El derecho de manifestación está mal regulado

Las declaraciones de Cifuentes han sido denigradas como si de una intentona fascista encaminada a suprimir el derecho de manifestación se trataran

Si tenemos presente que en la capital se han celebrado casi 2.200 manifestaciones en lo que va de año, nos podemos hacer una idea de las molestias y el hartazgo que sufren muchos madrileños, especialmente aquellos que viven, trabajan o tienen que circular por el triángulo que forman la Puerta del Sol, Cibeles y la Plaza de Neptuno, lugar donde empiezan, pasan o acaban la mayoría de las manifestaciones.

Haciéndose eco de esta indignación de comerciantes y vecinos, la delegada del Gobierno en Madrid, Cristina Cifuentes, ha propuesto abrir un debate sobre el modo de articular de mejor manera el derecho de reunión y manifestación, para que su ejercicio sea compatible con el derecho a vivir, circular y trabajar en un lugar habitable. En la misma línea, el fiscal general del Estado, Eduardo Torres Dulce, ha señalado que los poderes públicos pueden regular, si lo consideran necesario y sólo administrativamente, el derecho de manifestación.

Ha bastado con que Cifuentes y Torres Dulce hicieran esas sensatas declaraciones para que muchos denuncien poco menos que una intentona fascista encaminada a mermar o suprimir libertades fundamentales. Lo cierto, sin embargo, es que el derecho de reunión y de manifestación no sólo se puede regular, sino que está de hecho regulado por la Ley Orgánica 9/1983. Cosa distinta es si consideramos que está bien o mal regulado, y si se ha conseguido el equilibrio a que debe aspirar todo orden jurídico.

--

◆ **PROBLEMAS Y TAREAS**:
1. ¿Qué ley orgánica regula el derecho de reunión y de manifestación, según el texto sobre el derecho de manifestación?
2. Transcribe del texto sobre el derecho de manifestación el fragmento que va desde «Las declaraciones de» hasta «de las manifestaciones.», incluidas ambas.
Las entradas no hacen falta para resolver nada de lo que aquí se pide.

--

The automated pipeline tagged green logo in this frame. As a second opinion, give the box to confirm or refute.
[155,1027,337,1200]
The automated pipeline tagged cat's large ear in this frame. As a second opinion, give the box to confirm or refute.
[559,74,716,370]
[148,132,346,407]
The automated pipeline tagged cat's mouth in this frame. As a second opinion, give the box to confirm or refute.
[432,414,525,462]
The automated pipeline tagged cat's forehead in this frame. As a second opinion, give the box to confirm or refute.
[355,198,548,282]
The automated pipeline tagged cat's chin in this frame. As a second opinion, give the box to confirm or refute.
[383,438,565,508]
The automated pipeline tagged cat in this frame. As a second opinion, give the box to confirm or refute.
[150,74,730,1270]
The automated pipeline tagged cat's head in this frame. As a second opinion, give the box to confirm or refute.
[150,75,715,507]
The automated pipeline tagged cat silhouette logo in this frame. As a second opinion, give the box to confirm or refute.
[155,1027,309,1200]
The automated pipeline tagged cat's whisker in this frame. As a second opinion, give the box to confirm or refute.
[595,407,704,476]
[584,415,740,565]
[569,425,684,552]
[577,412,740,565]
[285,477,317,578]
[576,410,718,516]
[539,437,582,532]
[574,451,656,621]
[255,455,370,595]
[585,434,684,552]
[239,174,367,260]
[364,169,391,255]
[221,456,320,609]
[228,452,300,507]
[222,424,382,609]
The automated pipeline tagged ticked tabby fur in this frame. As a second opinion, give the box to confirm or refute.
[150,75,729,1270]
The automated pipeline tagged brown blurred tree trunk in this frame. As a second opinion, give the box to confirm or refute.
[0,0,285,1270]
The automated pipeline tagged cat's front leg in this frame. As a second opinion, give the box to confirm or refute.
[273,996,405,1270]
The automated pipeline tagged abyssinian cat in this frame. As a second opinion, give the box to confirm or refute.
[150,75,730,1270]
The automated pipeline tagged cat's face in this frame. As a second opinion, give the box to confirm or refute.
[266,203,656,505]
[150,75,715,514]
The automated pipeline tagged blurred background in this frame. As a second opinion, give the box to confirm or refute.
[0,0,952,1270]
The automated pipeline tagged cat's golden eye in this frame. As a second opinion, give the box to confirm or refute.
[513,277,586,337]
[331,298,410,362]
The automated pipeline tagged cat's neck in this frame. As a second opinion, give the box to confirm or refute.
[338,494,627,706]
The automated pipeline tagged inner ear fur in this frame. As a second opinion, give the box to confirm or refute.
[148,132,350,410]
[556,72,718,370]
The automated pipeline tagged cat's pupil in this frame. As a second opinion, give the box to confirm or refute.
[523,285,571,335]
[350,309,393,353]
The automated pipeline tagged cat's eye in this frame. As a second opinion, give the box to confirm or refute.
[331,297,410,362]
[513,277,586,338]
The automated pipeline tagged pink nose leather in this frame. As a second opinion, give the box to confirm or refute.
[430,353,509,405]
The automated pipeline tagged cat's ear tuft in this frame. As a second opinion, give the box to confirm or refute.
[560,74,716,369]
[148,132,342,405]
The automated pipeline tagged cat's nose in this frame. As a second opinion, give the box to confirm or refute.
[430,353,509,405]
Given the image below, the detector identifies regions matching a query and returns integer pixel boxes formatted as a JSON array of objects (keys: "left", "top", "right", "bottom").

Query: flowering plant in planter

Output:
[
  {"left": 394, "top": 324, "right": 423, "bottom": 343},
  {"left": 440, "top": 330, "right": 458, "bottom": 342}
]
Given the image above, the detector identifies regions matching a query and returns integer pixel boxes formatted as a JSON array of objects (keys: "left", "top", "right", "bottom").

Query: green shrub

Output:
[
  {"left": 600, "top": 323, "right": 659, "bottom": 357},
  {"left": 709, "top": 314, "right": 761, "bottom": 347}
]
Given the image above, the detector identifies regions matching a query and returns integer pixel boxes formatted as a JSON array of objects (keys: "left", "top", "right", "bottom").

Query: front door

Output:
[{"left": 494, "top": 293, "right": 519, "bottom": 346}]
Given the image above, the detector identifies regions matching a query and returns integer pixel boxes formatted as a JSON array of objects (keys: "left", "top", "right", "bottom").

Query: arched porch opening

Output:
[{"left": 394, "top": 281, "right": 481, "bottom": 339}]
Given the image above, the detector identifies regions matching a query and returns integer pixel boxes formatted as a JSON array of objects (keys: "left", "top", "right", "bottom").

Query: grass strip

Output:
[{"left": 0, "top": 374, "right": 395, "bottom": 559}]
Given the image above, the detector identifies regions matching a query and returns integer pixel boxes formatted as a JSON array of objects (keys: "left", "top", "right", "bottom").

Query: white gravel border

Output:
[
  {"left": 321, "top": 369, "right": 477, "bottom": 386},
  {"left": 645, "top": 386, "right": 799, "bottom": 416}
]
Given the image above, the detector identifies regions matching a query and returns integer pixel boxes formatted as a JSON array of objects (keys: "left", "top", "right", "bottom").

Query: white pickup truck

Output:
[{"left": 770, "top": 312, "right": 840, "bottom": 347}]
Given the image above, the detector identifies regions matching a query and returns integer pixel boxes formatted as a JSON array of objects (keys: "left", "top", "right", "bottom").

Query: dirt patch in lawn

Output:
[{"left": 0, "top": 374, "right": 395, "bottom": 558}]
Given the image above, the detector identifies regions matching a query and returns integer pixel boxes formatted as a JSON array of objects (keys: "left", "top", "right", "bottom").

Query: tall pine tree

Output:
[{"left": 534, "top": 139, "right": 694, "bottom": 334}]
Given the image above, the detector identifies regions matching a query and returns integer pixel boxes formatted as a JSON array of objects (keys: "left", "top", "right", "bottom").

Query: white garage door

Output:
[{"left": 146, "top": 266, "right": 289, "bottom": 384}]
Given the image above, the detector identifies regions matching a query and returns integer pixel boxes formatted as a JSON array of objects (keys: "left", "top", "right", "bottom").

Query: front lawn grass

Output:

--

◆ **RESULTADOS**:
1. La Ley Orgánica 9/1983.

2.
Las declaraciones de Cifuentes han sido denigradas como si de una intentona fascista encaminada a suprimir el derecho de manifestación se trataran

Si tenemos presente que en la capital se han celebrado casi 2.200 manifestaciones en lo que va de año, nos podemos hacer una idea de las molestias y el hartazgo que sufren muchos madrileños, especialmente aquellos que viven, trabajan o tienen que circular por el triángulo que forman la Puerta del Sol, Cibeles y la Plaza de Neptuno, lugar donde empiezan, pasan o acaban la mayoría de las manifestaciones.